>>>>>

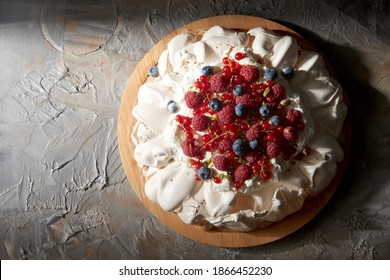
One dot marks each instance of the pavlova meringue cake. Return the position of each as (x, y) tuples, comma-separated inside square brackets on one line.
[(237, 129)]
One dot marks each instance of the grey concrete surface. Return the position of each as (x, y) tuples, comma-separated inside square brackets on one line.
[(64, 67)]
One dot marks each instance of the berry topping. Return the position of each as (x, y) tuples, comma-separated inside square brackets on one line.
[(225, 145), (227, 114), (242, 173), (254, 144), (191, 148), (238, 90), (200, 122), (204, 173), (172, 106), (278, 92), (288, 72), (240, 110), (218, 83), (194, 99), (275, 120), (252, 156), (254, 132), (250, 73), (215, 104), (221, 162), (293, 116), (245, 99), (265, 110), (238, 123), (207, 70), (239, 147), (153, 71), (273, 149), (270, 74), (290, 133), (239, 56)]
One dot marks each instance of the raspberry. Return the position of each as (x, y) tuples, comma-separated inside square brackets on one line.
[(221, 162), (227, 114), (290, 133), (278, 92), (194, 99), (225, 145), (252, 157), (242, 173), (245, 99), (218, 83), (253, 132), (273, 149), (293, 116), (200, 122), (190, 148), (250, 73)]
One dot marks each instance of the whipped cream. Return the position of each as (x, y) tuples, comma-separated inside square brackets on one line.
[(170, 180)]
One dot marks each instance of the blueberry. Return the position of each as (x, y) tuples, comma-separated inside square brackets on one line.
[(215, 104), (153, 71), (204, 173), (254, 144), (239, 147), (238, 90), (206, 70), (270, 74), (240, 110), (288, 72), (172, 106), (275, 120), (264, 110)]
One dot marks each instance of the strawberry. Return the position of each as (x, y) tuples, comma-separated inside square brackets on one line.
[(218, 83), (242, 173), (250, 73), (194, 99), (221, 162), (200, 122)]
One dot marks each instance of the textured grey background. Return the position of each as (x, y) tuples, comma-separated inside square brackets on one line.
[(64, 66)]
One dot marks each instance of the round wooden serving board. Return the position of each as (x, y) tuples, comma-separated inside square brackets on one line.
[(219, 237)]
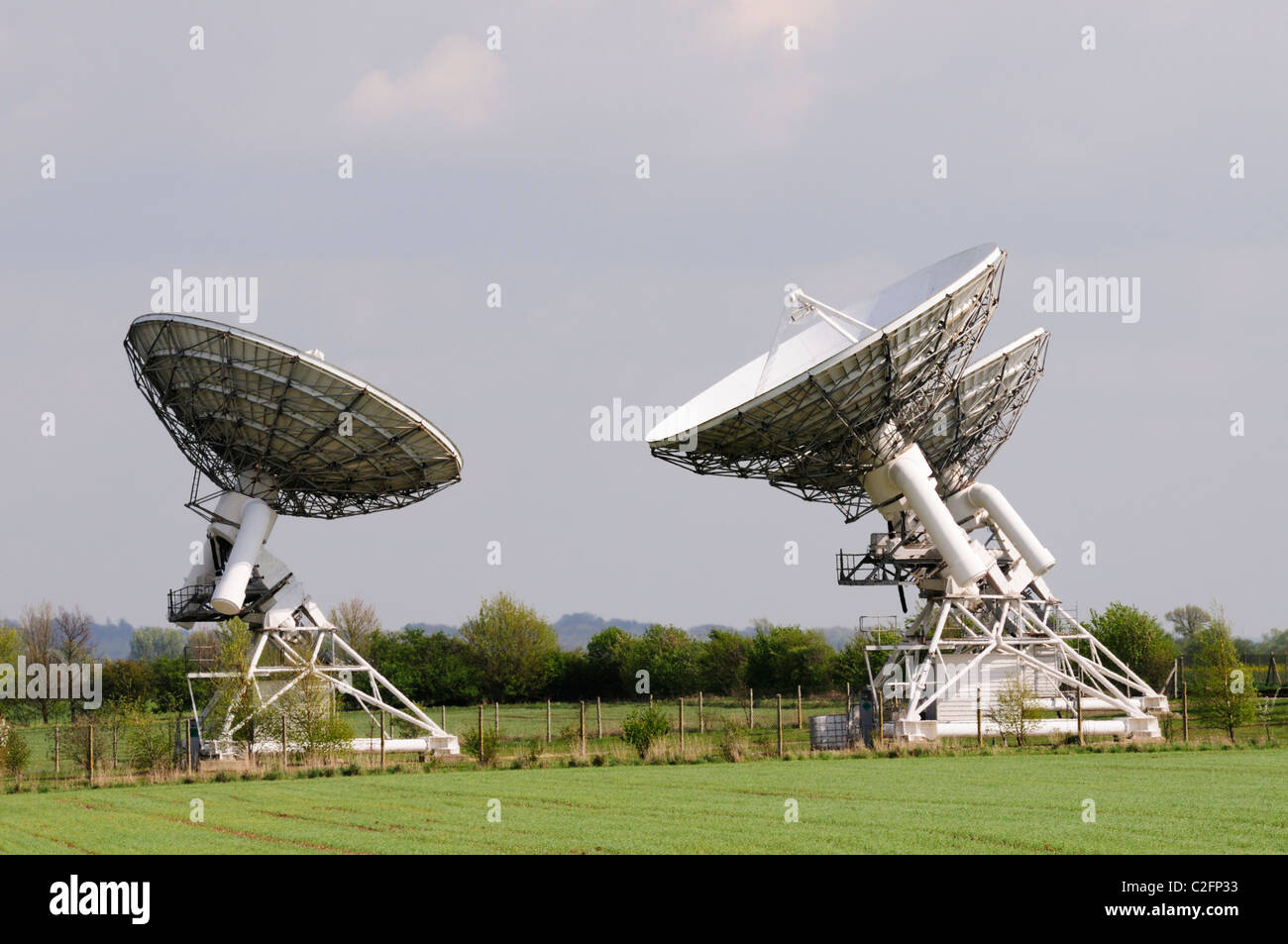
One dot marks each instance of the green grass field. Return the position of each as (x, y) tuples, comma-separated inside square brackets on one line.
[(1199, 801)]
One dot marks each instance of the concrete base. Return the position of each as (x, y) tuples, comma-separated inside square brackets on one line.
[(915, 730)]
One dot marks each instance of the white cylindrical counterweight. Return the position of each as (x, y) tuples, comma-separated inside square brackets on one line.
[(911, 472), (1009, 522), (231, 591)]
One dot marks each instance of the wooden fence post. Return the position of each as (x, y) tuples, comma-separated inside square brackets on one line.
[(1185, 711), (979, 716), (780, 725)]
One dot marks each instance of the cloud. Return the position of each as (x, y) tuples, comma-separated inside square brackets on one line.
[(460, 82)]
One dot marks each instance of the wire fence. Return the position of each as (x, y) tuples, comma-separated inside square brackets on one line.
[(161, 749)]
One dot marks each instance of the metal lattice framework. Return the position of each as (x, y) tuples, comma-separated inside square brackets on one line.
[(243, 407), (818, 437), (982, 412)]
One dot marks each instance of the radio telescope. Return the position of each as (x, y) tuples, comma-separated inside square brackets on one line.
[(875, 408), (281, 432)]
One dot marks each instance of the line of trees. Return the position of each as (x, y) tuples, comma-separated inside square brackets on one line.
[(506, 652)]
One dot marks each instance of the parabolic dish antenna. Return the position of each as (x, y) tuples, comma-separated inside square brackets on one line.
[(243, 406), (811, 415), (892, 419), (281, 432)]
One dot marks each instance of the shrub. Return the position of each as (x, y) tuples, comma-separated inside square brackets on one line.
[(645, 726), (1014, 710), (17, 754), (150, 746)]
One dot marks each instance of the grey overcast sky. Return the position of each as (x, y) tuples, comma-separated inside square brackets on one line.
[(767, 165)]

<<<<<

• **PROBLEM STATEMENT**
Could you write out the data word for word, starting at the line that has "One dot marks each instance of the round" and stopping after the line that has "[(460, 82)]"? Leave the pictures out.

• **RESULT FOR THIS EXERCISE**
One dot marks each instance of the round wooden serving board. Return the position of each as (x, y) tuples, comma-separated inside square brackets on one line.
[(219, 237)]
One dot marks each instance of the green grass field. Return the position of each as (x, y) tuples, comma-separated inside square brackets on one line.
[(1199, 801)]
One dot marks each instance of the concrete base. Return the position of each as (x, y) tuples, comma-separated inside square brackets on one line.
[(915, 730)]
One dot marks each instance of the white cylindrical counterweight. Return the position of each as (x, y) tuples, comma-separated inside square brackets on one line.
[(911, 472), (1009, 522), (231, 591)]
One dot marks each instance of the wooden fence post. Return the position of each as (x, y) tuples, comma-separated inside square brackets on one line.
[(1185, 711), (979, 716), (780, 725)]
One dot marks each instance of the cloud. Return the position of each as (x, y) tuples, comma-separated inside square brackets on one line.
[(460, 82)]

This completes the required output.